WHAT TO DO: Please write out the hot wire welding passage below in full, word for word.
======== SOURCE EXTRACT
In the cold wire process, the filer metal is melted by the heat of the arc. To melt the wire faster, in the hot wire process the filler metal is preheated by resistive heating while it is being fed into the weld pool. The resistive heat is generated in most cases by a separate AC current, which is supplied to the filler metal that flows from the wire directly into the weld pool. For the hot wire process, AC tends to aid the process because its electromagnetic field deflects the welding arc forward and backward in the weld pool creating a stirring effect. This improves edge wetting and helps break up the surface oxides in the weld pool, minimising inclusions.

The current is properly adjusted so that ideally the temperature of the filler metal can reach its melting point as soon as it enters the weld pool. Because the wire is heated to its melting point it doesn’t chill the weld pool and instead it promotes good wetting.
================
======== SUPPLIED DATA
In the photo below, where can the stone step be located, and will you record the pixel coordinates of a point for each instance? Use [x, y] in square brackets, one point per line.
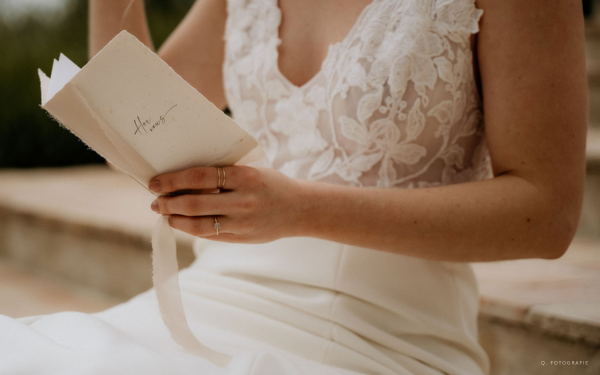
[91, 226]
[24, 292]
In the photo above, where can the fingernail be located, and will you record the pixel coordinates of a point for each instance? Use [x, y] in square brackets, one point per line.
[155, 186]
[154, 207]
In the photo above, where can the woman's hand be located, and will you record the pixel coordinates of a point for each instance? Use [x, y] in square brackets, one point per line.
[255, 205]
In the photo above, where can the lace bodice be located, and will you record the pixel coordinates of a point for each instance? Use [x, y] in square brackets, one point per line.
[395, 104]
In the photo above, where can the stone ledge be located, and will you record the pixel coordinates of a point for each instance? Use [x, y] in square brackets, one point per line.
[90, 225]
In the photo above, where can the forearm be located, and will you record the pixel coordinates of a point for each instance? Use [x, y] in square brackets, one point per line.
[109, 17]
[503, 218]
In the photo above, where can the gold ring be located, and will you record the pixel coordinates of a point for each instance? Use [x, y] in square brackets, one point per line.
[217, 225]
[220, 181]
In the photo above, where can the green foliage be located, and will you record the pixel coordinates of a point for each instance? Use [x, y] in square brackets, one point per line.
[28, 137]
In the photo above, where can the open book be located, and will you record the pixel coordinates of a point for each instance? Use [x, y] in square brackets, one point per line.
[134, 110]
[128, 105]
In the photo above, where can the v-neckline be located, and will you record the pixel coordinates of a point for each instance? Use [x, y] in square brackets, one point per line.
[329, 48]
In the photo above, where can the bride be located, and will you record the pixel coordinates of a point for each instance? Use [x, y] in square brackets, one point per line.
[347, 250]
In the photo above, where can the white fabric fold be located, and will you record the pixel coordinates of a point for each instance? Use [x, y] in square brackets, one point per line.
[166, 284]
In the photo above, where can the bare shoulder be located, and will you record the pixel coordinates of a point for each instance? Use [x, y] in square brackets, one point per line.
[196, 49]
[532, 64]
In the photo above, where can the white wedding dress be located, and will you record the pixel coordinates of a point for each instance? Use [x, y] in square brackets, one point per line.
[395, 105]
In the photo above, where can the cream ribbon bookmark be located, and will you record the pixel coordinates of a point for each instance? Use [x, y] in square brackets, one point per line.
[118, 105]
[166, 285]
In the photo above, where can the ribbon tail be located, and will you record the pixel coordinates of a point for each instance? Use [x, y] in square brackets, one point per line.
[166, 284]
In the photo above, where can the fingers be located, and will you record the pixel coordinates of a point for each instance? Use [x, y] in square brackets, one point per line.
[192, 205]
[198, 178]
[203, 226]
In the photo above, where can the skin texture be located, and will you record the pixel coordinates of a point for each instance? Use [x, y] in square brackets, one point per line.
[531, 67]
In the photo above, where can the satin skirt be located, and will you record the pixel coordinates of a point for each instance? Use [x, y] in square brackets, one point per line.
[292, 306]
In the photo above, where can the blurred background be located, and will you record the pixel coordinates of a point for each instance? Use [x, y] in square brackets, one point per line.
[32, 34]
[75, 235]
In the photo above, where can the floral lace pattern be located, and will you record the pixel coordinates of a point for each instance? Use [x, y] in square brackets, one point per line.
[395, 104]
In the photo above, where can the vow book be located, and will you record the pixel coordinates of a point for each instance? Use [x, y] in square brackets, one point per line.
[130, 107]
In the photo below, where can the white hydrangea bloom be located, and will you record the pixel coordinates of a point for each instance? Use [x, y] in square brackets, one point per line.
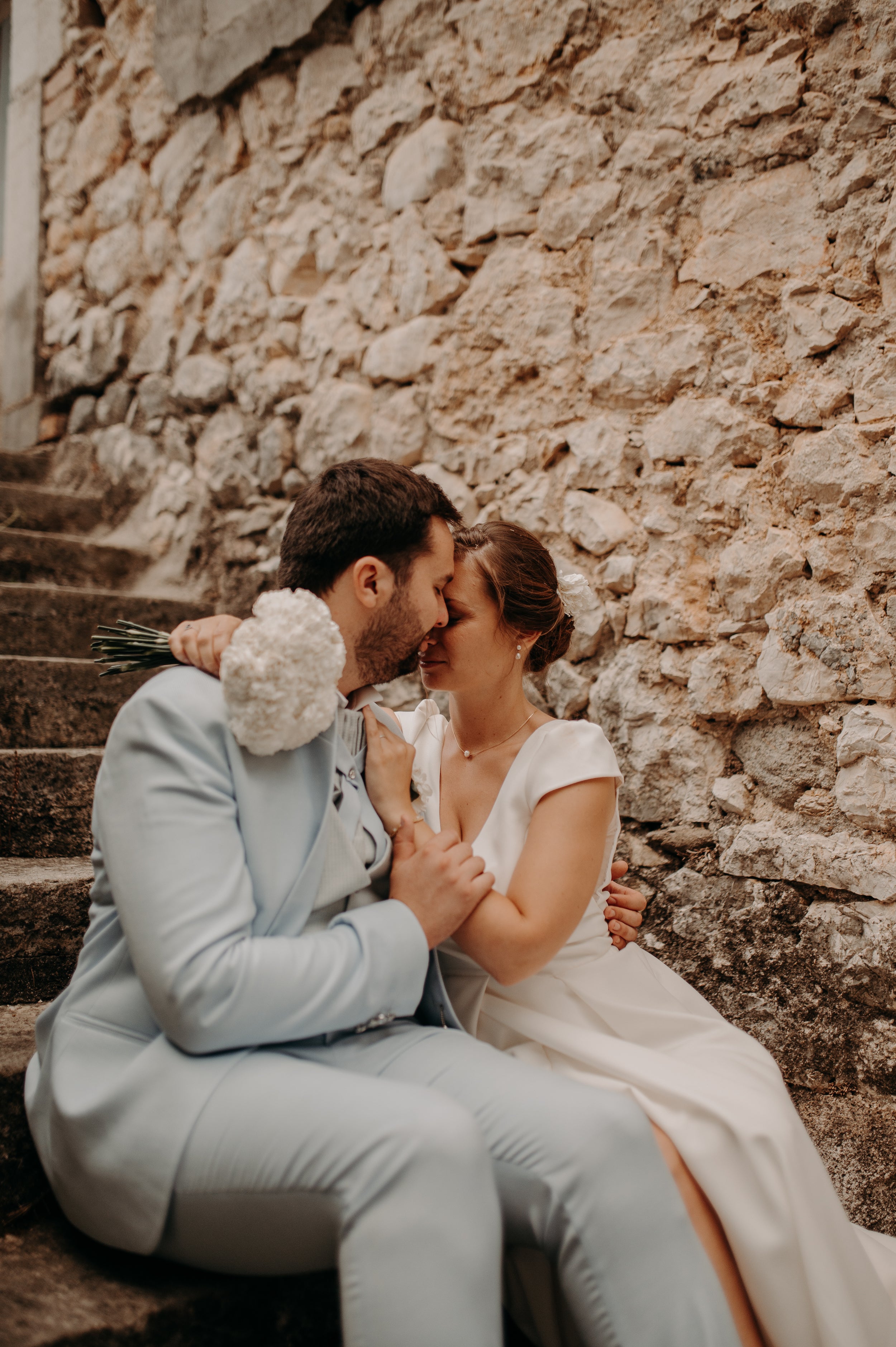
================
RESULT:
In the cold wire process, the filer metal is melted by the heat of the arc. To melt the wire faster, in the hot wire process the filler metal is preheated by resistive heating while it is being fed into the weld pool. The resistive heat is generated in most cases by a separate AC current, which is supplied to the filler metal that flows from the wire directly into the weld pool. For the hot wire process, AC tends to aid the process because its electromagnetic field deflects the welding arc forward and backward in the weld pool creating a stirring effect. This improves edge wetting and helps break up the surface oxides in the weld pool, minimising inclusions.

The current is properly adjusted so that ideally the temperature of the filler metal can reach its melting point as soon as it enters the weld pool. Because the wire is heated to its melting point it doesn’t chill the weld pool and instead it promotes good wetting.